━━━ DONNÉES ENREGISTRÉES

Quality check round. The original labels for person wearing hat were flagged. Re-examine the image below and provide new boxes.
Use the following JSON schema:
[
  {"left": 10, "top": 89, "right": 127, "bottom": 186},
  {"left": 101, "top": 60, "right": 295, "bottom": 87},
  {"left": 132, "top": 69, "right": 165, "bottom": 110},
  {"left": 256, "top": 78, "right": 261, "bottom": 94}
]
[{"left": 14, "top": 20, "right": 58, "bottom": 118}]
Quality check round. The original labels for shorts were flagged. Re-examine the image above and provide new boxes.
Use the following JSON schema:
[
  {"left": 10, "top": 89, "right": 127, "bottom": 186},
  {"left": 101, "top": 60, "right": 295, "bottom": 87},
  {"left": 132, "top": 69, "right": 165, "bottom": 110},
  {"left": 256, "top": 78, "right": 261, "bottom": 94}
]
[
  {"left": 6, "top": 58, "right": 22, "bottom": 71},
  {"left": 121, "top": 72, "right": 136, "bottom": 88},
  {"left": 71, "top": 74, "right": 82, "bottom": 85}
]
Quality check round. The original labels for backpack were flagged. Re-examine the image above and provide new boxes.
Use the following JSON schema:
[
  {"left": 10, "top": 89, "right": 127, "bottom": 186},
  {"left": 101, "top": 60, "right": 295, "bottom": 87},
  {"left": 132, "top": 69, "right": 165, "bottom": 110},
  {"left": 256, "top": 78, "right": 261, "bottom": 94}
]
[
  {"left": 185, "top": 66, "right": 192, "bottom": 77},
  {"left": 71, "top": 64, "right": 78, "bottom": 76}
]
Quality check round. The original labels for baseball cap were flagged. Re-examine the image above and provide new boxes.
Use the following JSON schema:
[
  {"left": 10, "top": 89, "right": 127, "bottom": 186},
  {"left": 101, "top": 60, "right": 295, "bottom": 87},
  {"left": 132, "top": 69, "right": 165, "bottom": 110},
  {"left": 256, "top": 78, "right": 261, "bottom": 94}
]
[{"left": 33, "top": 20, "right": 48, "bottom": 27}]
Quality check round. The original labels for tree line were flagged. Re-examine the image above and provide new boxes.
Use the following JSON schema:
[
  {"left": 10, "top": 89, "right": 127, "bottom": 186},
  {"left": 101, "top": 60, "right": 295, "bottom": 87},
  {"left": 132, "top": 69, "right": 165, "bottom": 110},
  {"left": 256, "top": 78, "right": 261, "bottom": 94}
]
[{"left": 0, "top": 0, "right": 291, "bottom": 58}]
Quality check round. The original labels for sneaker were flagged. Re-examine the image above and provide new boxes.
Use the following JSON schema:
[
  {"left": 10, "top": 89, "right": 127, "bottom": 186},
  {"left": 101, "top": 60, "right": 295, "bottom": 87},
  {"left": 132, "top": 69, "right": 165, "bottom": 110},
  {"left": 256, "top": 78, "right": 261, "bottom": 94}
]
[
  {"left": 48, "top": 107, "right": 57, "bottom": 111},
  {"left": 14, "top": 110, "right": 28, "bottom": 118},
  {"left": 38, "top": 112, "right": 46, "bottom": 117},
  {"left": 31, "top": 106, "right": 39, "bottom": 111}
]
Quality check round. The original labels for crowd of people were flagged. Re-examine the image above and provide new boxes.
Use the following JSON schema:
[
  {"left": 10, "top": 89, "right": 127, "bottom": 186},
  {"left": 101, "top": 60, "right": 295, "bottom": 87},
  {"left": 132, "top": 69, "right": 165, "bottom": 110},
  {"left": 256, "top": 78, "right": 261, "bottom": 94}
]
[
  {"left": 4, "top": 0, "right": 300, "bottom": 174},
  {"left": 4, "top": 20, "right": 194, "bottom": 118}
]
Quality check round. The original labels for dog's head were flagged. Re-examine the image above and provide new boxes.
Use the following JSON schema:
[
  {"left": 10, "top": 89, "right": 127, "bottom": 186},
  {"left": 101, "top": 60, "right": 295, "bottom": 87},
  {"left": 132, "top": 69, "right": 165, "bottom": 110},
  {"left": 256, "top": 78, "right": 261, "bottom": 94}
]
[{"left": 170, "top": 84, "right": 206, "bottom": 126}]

━━━━━━

## CONSIGNE:
Combien de lignes du matériel ci-dessus contiennent le mot « boxes » ? Donnez uniquement ce nombre.

## RÉSULTAT ATTENDU:
8